▸ TASK REQUIREMENTS: The records follow. Transcribe only the lines from the line containing "Can you see the blue tarp" through the end, both ends included, and leave out the pictures.

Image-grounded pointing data
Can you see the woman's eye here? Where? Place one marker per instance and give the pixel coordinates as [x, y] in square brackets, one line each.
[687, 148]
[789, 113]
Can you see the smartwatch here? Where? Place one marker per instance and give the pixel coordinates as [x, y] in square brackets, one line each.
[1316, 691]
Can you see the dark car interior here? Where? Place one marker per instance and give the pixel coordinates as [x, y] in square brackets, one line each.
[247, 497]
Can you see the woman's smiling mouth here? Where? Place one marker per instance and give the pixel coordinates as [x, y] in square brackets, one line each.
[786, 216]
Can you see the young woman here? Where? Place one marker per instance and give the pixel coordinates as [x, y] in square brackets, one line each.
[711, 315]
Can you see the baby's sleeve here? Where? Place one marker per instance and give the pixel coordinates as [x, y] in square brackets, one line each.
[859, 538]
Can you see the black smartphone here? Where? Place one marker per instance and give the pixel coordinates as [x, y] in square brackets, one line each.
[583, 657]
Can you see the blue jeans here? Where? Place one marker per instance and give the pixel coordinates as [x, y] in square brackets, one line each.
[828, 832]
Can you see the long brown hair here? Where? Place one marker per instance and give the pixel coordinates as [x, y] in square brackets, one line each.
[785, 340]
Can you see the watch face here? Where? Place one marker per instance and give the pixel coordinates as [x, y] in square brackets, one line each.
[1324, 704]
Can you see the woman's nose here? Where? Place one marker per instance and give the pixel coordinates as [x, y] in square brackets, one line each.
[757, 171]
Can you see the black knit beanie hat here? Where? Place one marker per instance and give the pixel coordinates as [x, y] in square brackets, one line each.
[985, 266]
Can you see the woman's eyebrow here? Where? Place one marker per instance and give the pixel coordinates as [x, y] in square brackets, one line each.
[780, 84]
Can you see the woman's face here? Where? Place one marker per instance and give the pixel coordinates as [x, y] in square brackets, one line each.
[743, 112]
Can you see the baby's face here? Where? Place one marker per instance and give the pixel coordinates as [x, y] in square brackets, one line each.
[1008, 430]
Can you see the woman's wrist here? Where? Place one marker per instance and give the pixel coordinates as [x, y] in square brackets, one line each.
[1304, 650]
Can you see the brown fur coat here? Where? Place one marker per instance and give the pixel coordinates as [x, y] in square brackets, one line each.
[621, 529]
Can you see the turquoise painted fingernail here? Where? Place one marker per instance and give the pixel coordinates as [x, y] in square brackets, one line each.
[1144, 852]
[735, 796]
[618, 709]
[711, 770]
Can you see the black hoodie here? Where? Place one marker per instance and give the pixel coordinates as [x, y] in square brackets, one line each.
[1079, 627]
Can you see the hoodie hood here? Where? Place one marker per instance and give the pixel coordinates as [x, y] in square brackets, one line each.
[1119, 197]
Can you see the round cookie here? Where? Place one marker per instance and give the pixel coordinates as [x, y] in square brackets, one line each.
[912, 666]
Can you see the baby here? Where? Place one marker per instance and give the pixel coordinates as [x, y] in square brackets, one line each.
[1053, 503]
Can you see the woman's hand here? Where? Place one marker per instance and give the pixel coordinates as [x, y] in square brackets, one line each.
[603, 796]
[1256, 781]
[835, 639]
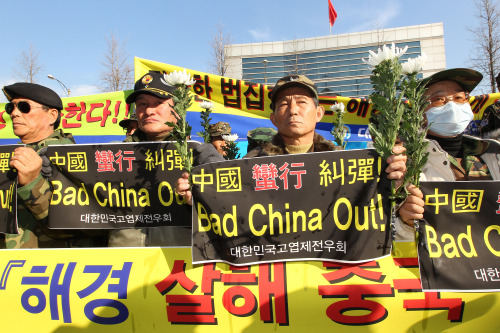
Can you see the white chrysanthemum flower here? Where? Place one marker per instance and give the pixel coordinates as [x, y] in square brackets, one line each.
[414, 65]
[230, 137]
[386, 53]
[178, 78]
[206, 105]
[337, 107]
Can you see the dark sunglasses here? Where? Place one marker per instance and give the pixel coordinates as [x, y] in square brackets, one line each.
[24, 107]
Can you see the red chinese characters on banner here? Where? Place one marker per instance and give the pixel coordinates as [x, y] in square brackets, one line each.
[105, 160]
[431, 300]
[356, 294]
[200, 309]
[265, 175]
[73, 114]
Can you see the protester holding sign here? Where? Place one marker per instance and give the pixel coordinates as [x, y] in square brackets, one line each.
[35, 111]
[452, 155]
[296, 111]
[154, 107]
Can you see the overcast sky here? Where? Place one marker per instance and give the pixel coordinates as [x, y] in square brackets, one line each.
[70, 35]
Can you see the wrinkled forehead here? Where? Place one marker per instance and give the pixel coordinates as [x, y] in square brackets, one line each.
[293, 91]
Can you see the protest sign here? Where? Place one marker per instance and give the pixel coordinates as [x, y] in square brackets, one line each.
[459, 240]
[119, 185]
[8, 191]
[315, 206]
[159, 289]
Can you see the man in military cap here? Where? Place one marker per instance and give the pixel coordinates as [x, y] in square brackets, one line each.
[216, 132]
[453, 156]
[296, 111]
[129, 125]
[154, 107]
[35, 112]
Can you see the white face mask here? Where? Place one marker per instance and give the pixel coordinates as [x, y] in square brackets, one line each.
[450, 119]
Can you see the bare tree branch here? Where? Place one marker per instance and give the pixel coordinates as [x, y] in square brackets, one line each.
[28, 66]
[486, 55]
[117, 73]
[218, 61]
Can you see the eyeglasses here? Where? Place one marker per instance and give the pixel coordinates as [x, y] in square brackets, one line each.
[459, 98]
[24, 107]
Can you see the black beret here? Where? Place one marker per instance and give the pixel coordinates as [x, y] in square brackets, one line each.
[152, 83]
[34, 92]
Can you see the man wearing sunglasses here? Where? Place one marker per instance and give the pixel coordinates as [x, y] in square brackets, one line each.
[453, 156]
[35, 112]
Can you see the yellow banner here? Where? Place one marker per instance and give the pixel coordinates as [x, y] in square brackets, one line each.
[91, 115]
[158, 289]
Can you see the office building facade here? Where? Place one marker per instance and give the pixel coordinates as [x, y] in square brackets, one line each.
[334, 62]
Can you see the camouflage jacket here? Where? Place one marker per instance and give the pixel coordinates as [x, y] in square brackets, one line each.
[33, 207]
[277, 147]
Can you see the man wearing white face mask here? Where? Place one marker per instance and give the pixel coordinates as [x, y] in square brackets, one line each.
[452, 155]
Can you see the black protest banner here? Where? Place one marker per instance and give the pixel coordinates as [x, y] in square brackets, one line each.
[315, 206]
[8, 191]
[459, 239]
[120, 185]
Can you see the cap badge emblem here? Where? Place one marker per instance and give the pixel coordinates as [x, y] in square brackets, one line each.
[147, 79]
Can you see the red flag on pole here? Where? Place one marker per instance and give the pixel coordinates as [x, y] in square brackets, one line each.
[332, 13]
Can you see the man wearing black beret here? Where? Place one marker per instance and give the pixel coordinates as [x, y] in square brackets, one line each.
[35, 112]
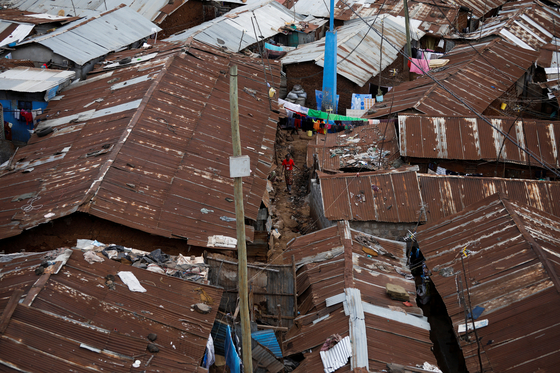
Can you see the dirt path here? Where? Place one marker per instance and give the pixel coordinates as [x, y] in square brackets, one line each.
[290, 212]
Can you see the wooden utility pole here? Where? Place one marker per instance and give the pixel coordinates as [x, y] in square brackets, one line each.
[240, 225]
[407, 30]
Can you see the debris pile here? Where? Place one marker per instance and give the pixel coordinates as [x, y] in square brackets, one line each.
[189, 268]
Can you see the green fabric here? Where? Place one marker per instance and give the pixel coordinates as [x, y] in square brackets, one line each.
[322, 115]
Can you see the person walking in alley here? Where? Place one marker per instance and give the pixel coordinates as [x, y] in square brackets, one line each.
[287, 168]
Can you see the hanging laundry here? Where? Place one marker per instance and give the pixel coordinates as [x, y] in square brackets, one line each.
[419, 66]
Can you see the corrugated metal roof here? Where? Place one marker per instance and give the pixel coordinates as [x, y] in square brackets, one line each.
[510, 271]
[13, 32]
[480, 8]
[76, 323]
[361, 45]
[158, 167]
[473, 139]
[85, 41]
[372, 196]
[148, 9]
[424, 15]
[324, 285]
[478, 77]
[234, 30]
[342, 150]
[30, 79]
[21, 16]
[528, 24]
[447, 195]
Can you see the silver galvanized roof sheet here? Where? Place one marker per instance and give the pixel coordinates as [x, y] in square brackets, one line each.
[359, 48]
[477, 77]
[148, 9]
[526, 24]
[234, 30]
[29, 79]
[473, 139]
[84, 41]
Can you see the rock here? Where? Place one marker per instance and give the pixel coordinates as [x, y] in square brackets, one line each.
[153, 348]
[396, 292]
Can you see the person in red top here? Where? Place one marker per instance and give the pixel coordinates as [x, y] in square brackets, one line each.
[287, 168]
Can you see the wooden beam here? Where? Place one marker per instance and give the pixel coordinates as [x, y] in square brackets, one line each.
[9, 310]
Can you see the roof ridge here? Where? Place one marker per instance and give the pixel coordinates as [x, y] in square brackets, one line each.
[92, 191]
[549, 268]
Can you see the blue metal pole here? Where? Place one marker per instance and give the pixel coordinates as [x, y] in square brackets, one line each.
[329, 67]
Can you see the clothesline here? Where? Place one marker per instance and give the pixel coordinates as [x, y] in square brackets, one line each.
[316, 113]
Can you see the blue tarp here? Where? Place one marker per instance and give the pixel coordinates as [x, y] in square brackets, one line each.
[358, 101]
[319, 100]
[273, 47]
[329, 73]
[268, 339]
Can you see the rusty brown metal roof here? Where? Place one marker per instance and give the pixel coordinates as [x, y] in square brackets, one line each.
[463, 138]
[448, 195]
[77, 323]
[510, 271]
[147, 145]
[392, 196]
[478, 76]
[528, 24]
[330, 262]
[345, 150]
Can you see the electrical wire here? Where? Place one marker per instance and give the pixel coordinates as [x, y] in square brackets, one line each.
[354, 49]
[465, 104]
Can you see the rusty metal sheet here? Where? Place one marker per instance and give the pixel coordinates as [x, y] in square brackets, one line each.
[159, 167]
[372, 196]
[447, 195]
[463, 138]
[510, 270]
[94, 326]
[502, 64]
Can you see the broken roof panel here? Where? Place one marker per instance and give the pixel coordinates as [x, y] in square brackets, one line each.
[233, 30]
[447, 195]
[94, 327]
[509, 272]
[424, 15]
[473, 139]
[392, 196]
[151, 154]
[339, 280]
[367, 147]
[526, 24]
[29, 79]
[358, 48]
[477, 73]
[87, 40]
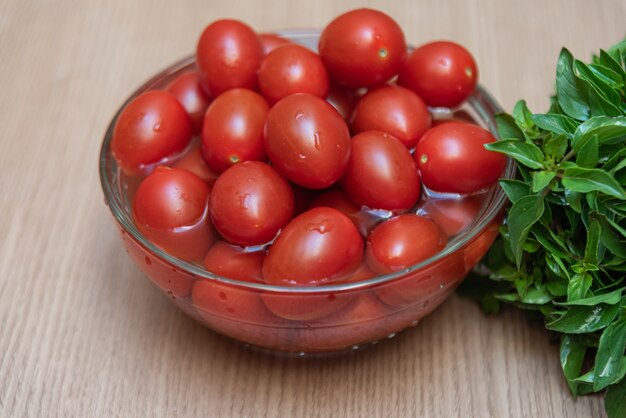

▸ SOLUTION:
Can you see the blue tarp here? Where? Place one marker per instance and give the pixel coordinates as [x, y] in square brackets, one line each.
[358, 101]
[319, 100]
[273, 47]
[329, 73]
[268, 339]
Can you see the rusty brown metal roof here? Where? Place one marker per instance and give the pixel coordinates as [x, y] in square brackets, one line each.
[463, 138]
[448, 195]
[77, 323]
[510, 271]
[147, 145]
[392, 196]
[478, 76]
[528, 24]
[330, 262]
[345, 150]
Can you see the electrical wire here? Where? Place one marker per instance and give the pixel coordinates as [x, y] in square brackets, one line each.
[354, 49]
[465, 104]
Can you see the rusty metal sheet here? Where? Place one marker per instance and give the pixel coordinates as [x, y] in square brackets, one line each.
[159, 167]
[372, 196]
[447, 195]
[463, 138]
[510, 270]
[94, 326]
[502, 64]
Can you see the broken roof panel here? Where? Place one marker per instance and give the pixel coordinates as [x, y] in square brackets, one line each.
[233, 30]
[447, 195]
[94, 327]
[509, 272]
[424, 15]
[473, 139]
[392, 196]
[151, 154]
[339, 280]
[367, 147]
[526, 24]
[29, 79]
[358, 48]
[477, 73]
[87, 40]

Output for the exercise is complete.